Does Money Matter?
The panel of economists that put together the report based its conclusions in part on studies done in the 1980s by Eric Hanushek, the lead author of the new book. Hanushek, a professor of economics and political science at the University of Rochester, analyzed all existing studies that looked for relationships between additional resources and student learning. He determined that, in most cases, those resources had had no effect. Over the years, his findings have found champions in a number of conservative critics of schools, most notably former U.S. Secretary of Education William Bennett.
But in another study published last year, a different group of researchers looked at the same data and came to the opposite conclusion. Writing in the April 1994 issue of the journal Educational Researcher, Larry Hedges, Richard Laine, and Rob Greenwald said higher spending on schools had produced higher student achievement.
Who is right? The answer, a number of observers say, is that both may be.
Each study used markedly different approaches to analyze the data. Hanushek, using a common method known as "vote counting,'' essentially calculated the proportion of studies that found significant correlations between increased spending and improved student achievement. Of the several dozen previous studies he examined, only 20 percent showed a strong positive effect.
The method used by Hedges, who is a statistician and education professor at the University of Chicago, is known as a "meta-analysis.'' It took into account the magnitude of the effects that were found. In other words, if students' standardized-test scores rose, Hedges wanted to know by how much. Employing that method, he and his colleagues found strong ties between student achievement and both per-pupil-funding levels and teacher experience. Other factors--such as class size, teacher education, teacher salary, administrative staffing, and facilities--showed less connection to achievement.
Richard Murnane, an economist and professor at the Harvard Graduate School of Education who contributed to the Brookings study, points out that even if the majority of school districts do not use money in ways that make a large difference in student learning, the minority of districts that do could compensate for all the others. Both of the studies "are telling you useful information,'' says Murnane, who is writing a book on the subject.

+--

- _PROMPT 1_: Quote the passage on school spending and student achievement from "But in another" to "strong positive effect.".
- _PROMPT 2_: Continue the article on whether school funding affects student achievement, starting immediately after its final sentence.

- _COLLECTED DATA_:
+--

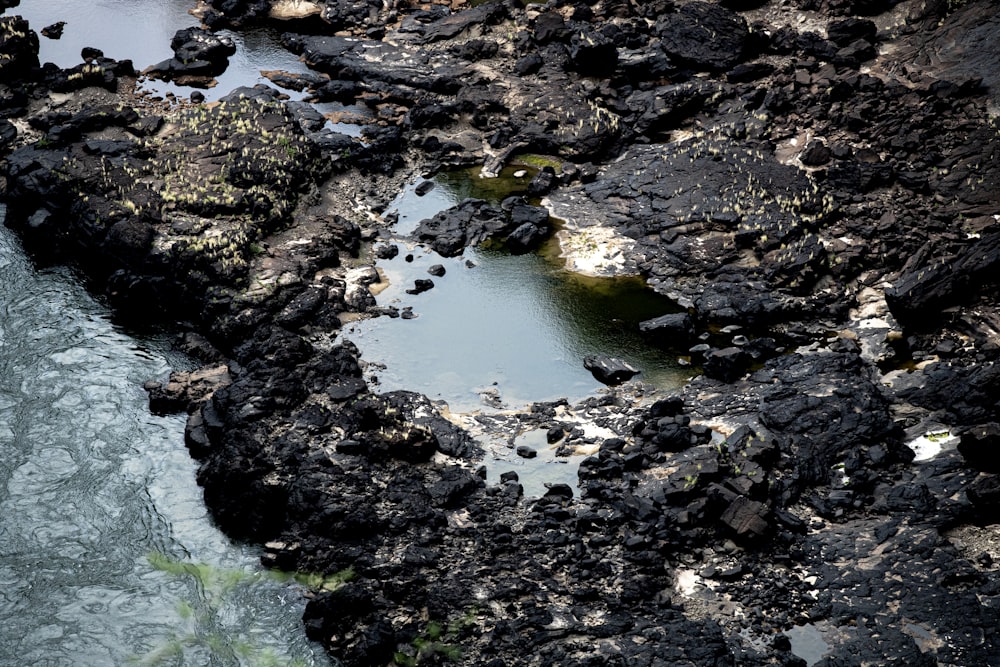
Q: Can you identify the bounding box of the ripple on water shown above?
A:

+--

- _FINAL ANSWER 1_:
But in another study published last year, a different group of researchers looked at the same data and came to the opposite conclusion. Writing in the April 1994 issue of the journal Educational Researcher, Larry Hedges, Richard Laine, and Rob Greenwald said higher spending on schools had produced higher student achievement.
Who is right? The answer, a number of observers say, is that both may be.
Each study used markedly different approaches to analyze the data. Hanushek, using a common method known as "vote counting,'' essentially calculated the proportion of studies that found significant correlations between increased spending and improved student achievement. Of the several dozen previous studies he examined, only 20 percent showed a strong positive effect.

- _FINAL ANSWER 2_:
Even Hanushek, who in the May issue of Educational Researcher gave a pointed response to the Chicago researchers, now says the two studies are "in complete agreement.''
"There are some places that use money ineffectively and some that use it effectively,'' he says. "If you throw money at schools, you get at about the rough average.'' He points out that his study found no systematic links between money and results, not a complete absence of links. But the links he found, he says, are not enough to build policy on.
But neither are Hanushek's findings, Hedges argues. To the extent that the existing studies have found relationships between more money and performance, he asserts, "the relationships are positive and some are quite positive.''
To some extent, the debate is as much about research methodology as it is about whether giving schools more money improves student achievement. Meta-analyses, like the one Hedges and his colleagues carried out, have been used increasingly over the past 15 years or so in psychology, medicine, and social science research. But Hedges points out that such studies are still relatively rare in the realm of economics, Hanushek's field.
Betsy Becker, a professor of statistics and quantitative analysis at Michigan State University's college of education, says she prefers the meta-analysis. "Magnitudes are always more interesting,'' she says. "But if you don't believe in looking at magnitude of effects, you're not going to believe the numbers anyway.''
Hedges says the vote-counting method is flawed, in part because errors in the studies can compound. "If the individual studies are relatively weak, which is the norm,'' he says, "then there is a good chance the results won't be there.''
In truth, both studies leave something out. In Hanushek's work, for instance, studies that have small, positive--but statistically insignificant--effects would have been discounted. And in the Chicago study, the researchers had to discard studies that did not include enough information. Typically, those were studies in which researchers may have said there was "no significant effect'' without indicating whether that tiny effect was positive or negative. In his written response to Hedges' study, Hanushek contends that practice reduced the pool of studies the Chicago researchers used by 20 percent to 30 percent.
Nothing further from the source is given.